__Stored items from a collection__
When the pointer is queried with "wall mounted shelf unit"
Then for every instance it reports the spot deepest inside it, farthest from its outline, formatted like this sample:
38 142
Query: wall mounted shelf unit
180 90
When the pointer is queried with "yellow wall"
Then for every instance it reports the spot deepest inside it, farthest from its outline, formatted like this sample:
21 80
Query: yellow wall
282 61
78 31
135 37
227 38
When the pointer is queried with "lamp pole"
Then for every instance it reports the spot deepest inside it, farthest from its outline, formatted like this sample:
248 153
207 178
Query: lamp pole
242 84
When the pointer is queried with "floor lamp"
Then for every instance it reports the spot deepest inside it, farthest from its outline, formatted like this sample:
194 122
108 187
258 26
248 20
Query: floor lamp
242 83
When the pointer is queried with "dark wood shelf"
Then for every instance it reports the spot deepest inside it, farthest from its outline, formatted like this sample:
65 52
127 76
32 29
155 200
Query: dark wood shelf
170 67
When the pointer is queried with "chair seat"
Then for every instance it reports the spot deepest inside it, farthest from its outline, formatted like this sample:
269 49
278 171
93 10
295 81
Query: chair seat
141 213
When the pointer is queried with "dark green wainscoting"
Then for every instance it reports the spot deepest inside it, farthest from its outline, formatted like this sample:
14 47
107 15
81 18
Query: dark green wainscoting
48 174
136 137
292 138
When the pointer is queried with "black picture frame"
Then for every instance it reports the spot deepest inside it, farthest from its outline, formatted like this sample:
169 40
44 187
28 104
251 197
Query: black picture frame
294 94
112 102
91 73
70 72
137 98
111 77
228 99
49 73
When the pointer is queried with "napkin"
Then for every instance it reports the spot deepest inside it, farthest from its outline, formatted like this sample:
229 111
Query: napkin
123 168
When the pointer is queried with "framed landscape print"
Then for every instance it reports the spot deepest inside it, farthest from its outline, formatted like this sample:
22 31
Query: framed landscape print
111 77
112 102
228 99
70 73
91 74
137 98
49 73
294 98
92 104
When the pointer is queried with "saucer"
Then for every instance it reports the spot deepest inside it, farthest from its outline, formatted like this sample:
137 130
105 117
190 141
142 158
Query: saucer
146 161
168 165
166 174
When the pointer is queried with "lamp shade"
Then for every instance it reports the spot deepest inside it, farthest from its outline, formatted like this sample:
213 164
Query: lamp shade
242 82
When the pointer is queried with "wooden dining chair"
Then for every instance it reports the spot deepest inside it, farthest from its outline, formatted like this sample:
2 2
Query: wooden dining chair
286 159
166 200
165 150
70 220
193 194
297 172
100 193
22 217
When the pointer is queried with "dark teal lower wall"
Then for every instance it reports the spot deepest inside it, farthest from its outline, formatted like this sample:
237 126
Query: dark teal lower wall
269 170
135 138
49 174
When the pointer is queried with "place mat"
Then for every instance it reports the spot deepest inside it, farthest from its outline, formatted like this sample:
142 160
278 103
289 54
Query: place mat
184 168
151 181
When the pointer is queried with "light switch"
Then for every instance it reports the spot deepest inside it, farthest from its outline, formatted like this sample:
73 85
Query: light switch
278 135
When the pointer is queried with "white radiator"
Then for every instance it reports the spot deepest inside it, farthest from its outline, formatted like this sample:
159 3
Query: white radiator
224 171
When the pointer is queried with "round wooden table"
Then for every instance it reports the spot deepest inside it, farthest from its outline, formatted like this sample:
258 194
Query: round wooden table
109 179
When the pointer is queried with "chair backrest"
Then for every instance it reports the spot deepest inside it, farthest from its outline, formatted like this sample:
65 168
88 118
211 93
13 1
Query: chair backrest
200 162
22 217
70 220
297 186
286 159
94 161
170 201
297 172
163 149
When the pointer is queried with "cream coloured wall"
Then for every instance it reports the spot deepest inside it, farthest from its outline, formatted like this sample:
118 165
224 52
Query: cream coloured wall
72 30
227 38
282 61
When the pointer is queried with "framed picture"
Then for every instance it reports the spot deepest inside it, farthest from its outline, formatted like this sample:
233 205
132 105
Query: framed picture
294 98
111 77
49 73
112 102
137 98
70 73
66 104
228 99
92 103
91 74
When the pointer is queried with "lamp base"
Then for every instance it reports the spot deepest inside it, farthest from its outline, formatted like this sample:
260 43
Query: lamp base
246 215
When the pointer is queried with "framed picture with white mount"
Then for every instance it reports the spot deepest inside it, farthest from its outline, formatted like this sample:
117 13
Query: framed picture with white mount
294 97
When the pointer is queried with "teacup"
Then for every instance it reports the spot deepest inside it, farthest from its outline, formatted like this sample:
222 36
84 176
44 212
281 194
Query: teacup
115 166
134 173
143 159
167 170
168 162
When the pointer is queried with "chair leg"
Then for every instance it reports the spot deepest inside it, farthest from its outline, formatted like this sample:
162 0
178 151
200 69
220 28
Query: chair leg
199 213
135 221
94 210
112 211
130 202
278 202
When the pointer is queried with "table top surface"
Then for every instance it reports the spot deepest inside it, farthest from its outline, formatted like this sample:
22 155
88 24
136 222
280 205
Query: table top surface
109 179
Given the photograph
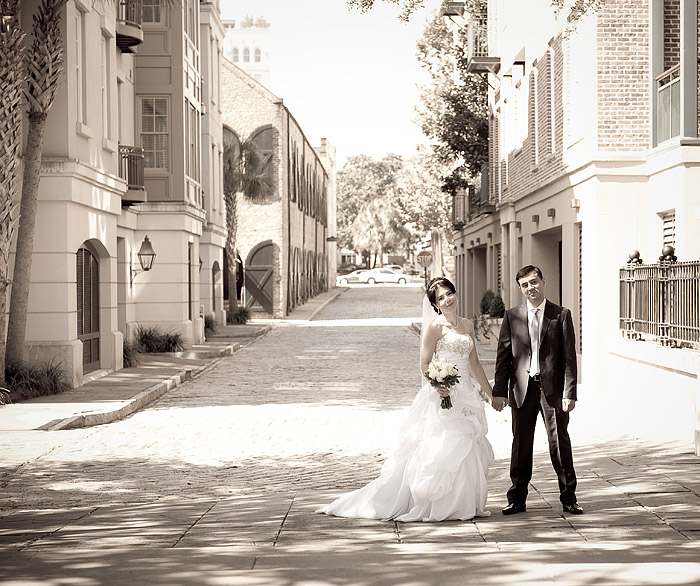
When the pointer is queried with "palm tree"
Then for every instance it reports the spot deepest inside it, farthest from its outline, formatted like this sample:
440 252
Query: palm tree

__Brief__
Transcribe every entry above exactly. Omit all pictures.

__Solved exercise__
When the pointer is queried with "wall mounted shelf unit"
Then for every instance it reports the spot deepest inside it, farthest from its outline, formatted like this sample:
38 142
Query: wall mounted shelf unit
180 90
When the pointer is queried with "yellow wall"
Then for every instance it reports the spot deepest inside it, farthest from its outline, formatted like this sample:
21 80
Query: yellow wall
282 61
78 31
135 37
227 38
When the pointer is queried with "lamp pole"
Then for every instance it reports the spot deepest inside it, farthest from its outline, formatted like this sample:
248 153
207 178
Query: lamp pole
242 84
When the pointer is queried with "floor lamp"
Then for every instance it reports the spot deepest inside it, farthest from its outline, formatted like this sample:
194 122
108 187
258 26
248 20
Query: floor lamp
242 83
When the pointer is queried with "dark wood shelf"
Then for every instance it reports the spot deepest inside it, farthest from its outline, formatted like this sample:
65 52
127 76
32 29
155 200
Query: dark wood shelf
170 67
When the pointer is queried with "chair seat"
Then for every instance it reports the spot deepest inside it, farthest from its outline, formatted like this sample:
269 49
278 171
93 10
295 81
Query: chair seat
141 213
When the pointer is queried with "dark green wainscoting"
Then for every instance it reports the spot deepest inside it, farthest from its outline, formatted like this sample:
14 47
107 15
81 18
Query: dark green wainscoting
48 174
136 137
292 138
When the pointer is queried with "black picture frame"
Then for every instance it reports the spot deepest inside it, farthest from its outline, formatted like this sample:
169 40
44 187
28 104
251 197
Query: black picture frame
294 94
112 102
91 73
70 72
137 98
111 77
228 99
49 73
When the pointer is queried with "napkin"
Then for every instance it reports the spot deepest inside it, farthest from its outline, formatted like this sample:
229 111
Query: napkin
123 168
When the pointer is queried with "framed landscape print"
Then for every instance it reports the spot deepest inside it, farthest from its outline, formatted like this sample:
22 31
Query: framed landscape print
111 77
112 102
228 99
70 73
91 74
137 98
49 73
294 98
92 104
When the pointer is queried with "saucer"
Then for every instance it reports the spot deepest inside it, farthest from its outline, formatted like this sample:
137 130
105 117
190 141
142 158
Query: saucer
146 161
168 165
166 174
When the pointer is queried with "lamp shade"
Then for every instance it reports the spot deepest inside it, farthest from its outline, formatted like this sample:
213 164
Query: lamp shade
242 82
When the pointer is queried with "wooden dining chair"
Then for every instance it reports the spot deepest inside it, farthest from its outline, formatted like this sample:
2 2
Query: wooden dining chair
286 159
166 200
165 150
70 220
193 194
297 172
100 193
22 217
When the pointer is queried with "dark teal lower wall"
Then for every instance it reports the spot deepest inside it, farthest from its outline, formatted like this sample:
237 126
Query: dark teal lower wall
269 170
135 138
49 174
When the pointer is queried with "place mat"
Then for every instance it reports the spot deepest inside it, farthest from its outline, formatted like this sample:
142 160
278 103
289 54
Query: place mat
184 168
151 181
When the pointer is queried with "light switch"
Then for every instance it reports the spot deepest inside it, farthest from its outline, formatted like this sample:
73 85
Query: light switch
278 135
When the pointer is queried with "white radiator"
Then for every instance it reports the spot deepest inside it, farthest from its outline, formatted like this sample:
159 3
Query: white radiator
224 171
When the pointer is queried with "round wooden table"
Then for every instance it reports the spot deepest inside it, farthest from its outline, formatted like this sample:
258 194
Query: round wooden table
109 179
When the pointer is queried with "chair backrest"
Then for every instance it reports the spot deepest inside it, farthest from its outline, formatted like this sample:
65 168
88 118
211 93
13 1
Query: chair backrest
200 162
22 217
70 220
297 186
286 159
94 161
170 201
297 172
163 149
When the pointer is queried with "cream coloured wall"
Then for every instance it reports the spot deepest inside it, farthest from its outline, formatted like this sample:
118 165
224 52
Query: cream coloured wall
72 30
227 38
282 61
When the pointer is queried with "framed picture"
Then for every instance it reports the spot deepest inside it, farthest from its outline, formatted like this sample:
233 205
132 105
Query: framed picture
294 98
111 77
49 73
112 102
137 98
70 73
66 104
228 99
92 103
91 74
When the pointer is queried with "lamp base"
Then for every instance it reports the spot deepest inside it, farthest from its outline, formatted like this sample:
260 43
Query: lamp base
246 215
When the pointer is queried with "framed picture with white mount"
Then for every instance it reports the spot deepest inside it, farthest from its outline, formatted like this sample:
117 13
Query: framed picture with white mount
294 97
When the pointer is queried with "teacup"
Then for every instance it reports the spot deepest inside it, farthest from its outline, formatted like this sample:
222 36
84 176
44 212
281 194
Query: teacup
115 166
134 173
143 159
167 170
168 162
When the pointer is queried with "chair leg"
Then for every instance it reports the spot deepest inside it, farthest from its outline, formatted like this sample:
162 0
178 151
200 69
220 28
Query: chair leg
199 213
135 221
94 210
112 211
130 202
278 202
When the pointer is queried with "table top surface"
Then for every instance it reports the spot deepest inside it, farthest from its outline, formatted like this sample:
22 155
88 24
136 222
280 205
Query: table top surface
109 179
Given the photograph
When the pointer is queried with "palm tree"
Then for every instance it reports the spot deepest inside it, farthest from its outline, formatted like this sample:
440 252
Query: palm tree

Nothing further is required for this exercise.